Task goal: Copy the listing below in full and skip every picture.
--------------------
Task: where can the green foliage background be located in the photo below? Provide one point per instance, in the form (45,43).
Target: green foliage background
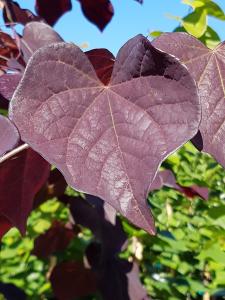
(186,260)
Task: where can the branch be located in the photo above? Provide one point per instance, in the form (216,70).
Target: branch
(13,152)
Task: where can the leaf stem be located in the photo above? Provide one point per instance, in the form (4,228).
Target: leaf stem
(13,152)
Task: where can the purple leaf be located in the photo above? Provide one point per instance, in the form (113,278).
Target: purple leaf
(109,140)
(9,135)
(72,280)
(98,219)
(35,36)
(8,84)
(52,10)
(8,49)
(17,177)
(208,69)
(99,12)
(103,61)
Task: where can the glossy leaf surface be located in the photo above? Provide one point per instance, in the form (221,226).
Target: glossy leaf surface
(8,84)
(208,69)
(16,194)
(103,61)
(108,141)
(72,280)
(9,135)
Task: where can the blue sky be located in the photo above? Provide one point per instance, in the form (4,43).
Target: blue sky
(130,19)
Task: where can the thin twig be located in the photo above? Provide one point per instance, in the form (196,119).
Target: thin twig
(13,152)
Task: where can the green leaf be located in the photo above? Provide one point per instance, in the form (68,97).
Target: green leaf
(210,38)
(196,22)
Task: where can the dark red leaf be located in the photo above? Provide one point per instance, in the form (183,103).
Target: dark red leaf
(208,69)
(103,61)
(52,10)
(56,239)
(5,225)
(21,177)
(71,279)
(98,221)
(119,279)
(8,84)
(8,49)
(9,135)
(13,13)
(35,36)
(109,140)
(99,12)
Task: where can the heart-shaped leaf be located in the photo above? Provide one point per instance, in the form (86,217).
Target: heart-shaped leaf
(21,177)
(103,61)
(9,135)
(208,68)
(107,140)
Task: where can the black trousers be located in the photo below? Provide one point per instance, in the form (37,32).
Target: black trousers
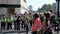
(9,25)
(23,25)
(15,25)
(34,32)
(18,26)
(3,24)
(31,23)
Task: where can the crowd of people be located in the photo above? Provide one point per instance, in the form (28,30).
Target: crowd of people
(43,23)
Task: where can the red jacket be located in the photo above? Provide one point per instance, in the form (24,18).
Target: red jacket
(37,24)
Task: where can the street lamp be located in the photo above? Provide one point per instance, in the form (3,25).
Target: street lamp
(58,1)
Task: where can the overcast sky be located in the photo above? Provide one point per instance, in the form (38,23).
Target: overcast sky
(39,3)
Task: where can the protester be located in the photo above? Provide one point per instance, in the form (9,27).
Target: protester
(9,23)
(47,24)
(3,23)
(36,26)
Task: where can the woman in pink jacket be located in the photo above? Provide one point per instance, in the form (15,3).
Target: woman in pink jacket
(36,26)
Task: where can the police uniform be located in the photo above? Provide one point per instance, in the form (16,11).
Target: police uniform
(15,22)
(9,24)
(3,24)
(23,22)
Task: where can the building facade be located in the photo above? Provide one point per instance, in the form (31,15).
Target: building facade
(30,8)
(13,6)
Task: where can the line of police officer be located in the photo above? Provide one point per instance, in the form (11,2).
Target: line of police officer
(16,20)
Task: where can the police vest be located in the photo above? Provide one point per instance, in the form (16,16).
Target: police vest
(9,20)
(2,19)
(30,17)
(15,18)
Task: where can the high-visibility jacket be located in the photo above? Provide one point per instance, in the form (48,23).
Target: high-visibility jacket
(3,19)
(30,17)
(36,24)
(9,20)
(15,18)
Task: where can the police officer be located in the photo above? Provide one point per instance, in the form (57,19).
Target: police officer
(3,24)
(23,22)
(15,22)
(9,24)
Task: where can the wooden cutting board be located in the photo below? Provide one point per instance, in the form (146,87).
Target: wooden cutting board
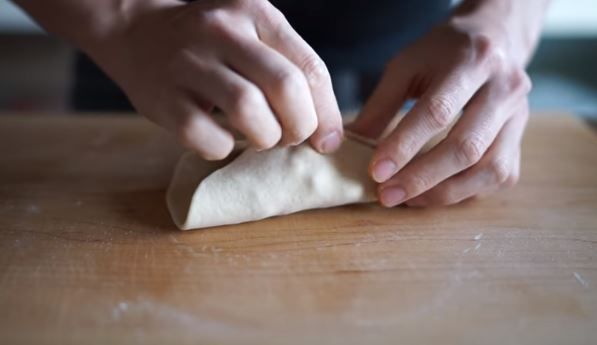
(88,252)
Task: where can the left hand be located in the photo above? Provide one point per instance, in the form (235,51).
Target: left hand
(460,65)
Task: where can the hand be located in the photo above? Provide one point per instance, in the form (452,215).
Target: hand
(460,65)
(177,61)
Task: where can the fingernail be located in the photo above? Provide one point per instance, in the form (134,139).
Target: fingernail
(331,142)
(383,170)
(392,196)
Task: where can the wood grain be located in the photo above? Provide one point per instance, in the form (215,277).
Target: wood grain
(88,252)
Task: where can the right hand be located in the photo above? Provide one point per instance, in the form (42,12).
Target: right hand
(177,61)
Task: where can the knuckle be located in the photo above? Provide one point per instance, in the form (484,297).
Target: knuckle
(315,70)
(512,180)
(487,52)
(500,170)
(519,81)
(416,184)
(401,149)
(215,18)
(470,149)
(440,110)
(303,130)
(245,101)
(288,81)
(269,140)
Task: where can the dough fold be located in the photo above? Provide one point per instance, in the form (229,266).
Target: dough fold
(255,185)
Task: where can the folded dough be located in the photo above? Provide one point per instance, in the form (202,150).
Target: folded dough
(256,185)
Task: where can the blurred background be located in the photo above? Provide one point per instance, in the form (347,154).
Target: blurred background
(36,69)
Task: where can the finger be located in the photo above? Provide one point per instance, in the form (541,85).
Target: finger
(385,102)
(199,132)
(275,31)
(433,113)
(465,146)
(500,168)
(283,84)
(244,104)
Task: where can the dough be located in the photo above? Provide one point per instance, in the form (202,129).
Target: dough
(256,185)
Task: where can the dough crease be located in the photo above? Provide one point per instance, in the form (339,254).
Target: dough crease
(252,185)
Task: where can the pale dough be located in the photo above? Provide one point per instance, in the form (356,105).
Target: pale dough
--------------------
Task answer:
Task: where can the green foliage background be located in the photo below? Provide one point per instance, in the form (45,43).
Target: green foliage background
(186,260)
Task: where can the branch be located in the photo above? Provide one point per instance, in the form (216,70).
Target: branch
(13,152)
Task: where can the leaf stem be located in the photo above? Provide one point per instance, in the form (4,228).
Target: leaf stem
(13,152)
Task: where can the purple leaf be located in the photo above? Provide one point per instance, in the form (113,278).
Target: purple leaf
(109,140)
(9,135)
(72,280)
(98,219)
(35,36)
(8,84)
(52,10)
(8,49)
(17,177)
(208,69)
(99,12)
(103,61)
Task: where can the glossy leaf surface be located in the photo above? Provide one point per instance, in the form (221,226).
Target: glossy leaf surface
(8,84)
(208,69)
(16,194)
(103,61)
(108,141)
(72,280)
(9,135)
Task: where can the blue sky be located in the photo above? Provide one point per instance, in the form (4,43).
Target: blue sky
(130,19)
Task: where can the thin twig be located in the photo above? Provide one point per instance, in the form (196,119).
Target: thin twig
(13,152)
Task: where can the green leaf be located in the photo above? Provide one point per instance, in the form (68,97).
Target: green leaf
(210,38)
(196,22)
Task: where can the dark red leaf be located in the photo above? Provide one point per instance, in the form (183,103).
Target: dark red leaf
(208,69)
(103,61)
(52,10)
(56,239)
(5,225)
(21,177)
(71,279)
(98,221)
(119,279)
(8,84)
(8,49)
(9,135)
(13,13)
(35,36)
(109,140)
(99,12)
Task: where can the heart-shaped leaf be located in the photo above? Provide one point per instance, in the form (86,217).
Target: heart-shaped leaf
(21,177)
(103,61)
(9,135)
(208,68)
(107,140)
Task: where can the black trousers be located in the photo below? Provide one point per instance, in the form (37,32).
Target: black trousers
(9,25)
(23,25)
(15,25)
(34,32)
(18,26)
(3,24)
(31,23)
Task: where can the crowd of people be located in the photo above? Provide one point per instance, in the form (28,30).
Target: crowd of people
(43,23)
Task: where can the red jacket be located in the photo above? Provide one point per instance, in the form (24,18).
Target: red jacket
(37,24)
Task: where can the street lamp be located in the photo above? Provide one point per instance, in the form (3,25).
Target: street lamp
(58,1)
Task: where can the overcast sky be located in the photo above? Provide one point per instance, in the form (38,23).
Target: overcast sky
(39,3)
Task: where can the protester be located in the photo above? Provide one point per instance, in the form (9,27).
Target: protester
(9,23)
(47,24)
(3,23)
(36,26)
Task: where can the woman in pink jacket be located in the photo above? Provide one point per instance, in the form (15,3).
Target: woman in pink jacket
(36,26)
Task: where can the police uniform be located in the photo above? Provide one point per instance, in the form (16,11).
Target: police uniform
(15,22)
(9,24)
(3,24)
(23,22)
Task: where can the building facade be located in the photo above? Provide one point per instance, in the form (31,15).
Target: building facade
(30,8)
(13,6)
Task: where can the line of police officer be located in the photo above? Provide one point per instance, in the form (11,2).
Target: line of police officer
(16,20)
Task: where can the police vest be located in the photo above? Provide one point per instance, in the form (16,16).
Target: police vest
(9,20)
(2,19)
(30,17)
(15,18)
Task: where can the high-visibility jacket be located in the photo above? Provide one point per instance, in the form (48,23).
Target: high-visibility jacket
(3,19)
(30,17)
(36,24)
(9,20)
(15,18)
Task: where can the police officer be located in the photo above? Provide one point per instance, in the form (57,19).
Target: police officer
(3,24)
(23,22)
(15,22)
(9,24)
Task: where can the wooden cutting board be located in the photo below? Provide one point per instance, in the form (146,87).
Target: wooden cutting board
(88,252)
Task: where can the left hand be located in the photo above? Provide one point per instance, in the form (235,51).
Target: left hand
(460,65)
Task: where can the hand be located in the photo above? Provide one point per instance, in the form (452,215).
Target: hand
(460,65)
(177,61)
Task: where can the fingernail be located in the photo above? Provide one point per instance, in the form (134,139).
Target: fingernail
(331,142)
(383,170)
(392,196)
Task: where can the wood grain be located in the photo above? Provide one point per instance, in the form (215,277).
Target: wood grain
(88,252)
Task: where can the right hand be located in the photo above? Provide one point per instance, in the form (42,12).
Target: right hand
(177,61)
Task: where can the knuckle be located in the photo above? Provide one point per instance, in the form (484,297).
Target: knuckle
(315,70)
(512,180)
(487,52)
(500,170)
(519,81)
(416,184)
(401,149)
(215,18)
(470,149)
(440,110)
(303,130)
(245,101)
(288,81)
(269,140)
Task: where can the dough fold be located in the photo above? Provide one point per instance, in the form (229,266).
Target: dough fold
(255,185)
Task: where can the folded dough be located in the photo above? Provide one point per instance, in the form (202,150).
Target: folded dough
(256,185)
Task: where can the blurred background be located in the photo above? Provide one point per instance, in the form (347,154).
Target: blurred background
(36,69)
Task: where can the finger be located in the photo above? Provide one point per instance, in the form (541,85).
Target: finger
(385,102)
(199,132)
(275,31)
(433,113)
(465,146)
(500,168)
(283,84)
(244,104)
Task: where can the dough be located in the photo above? Provide one point per instance, in the form (202,129).
Target: dough
(256,185)
Task: where can the dough crease be located in the photo above? Provide one point per instance, in the form (339,254).
Target: dough crease
(252,185)
Task: where can the pale dough be located in the photo above? Provide one point per instance, in the form (356,105).
Target: pale dough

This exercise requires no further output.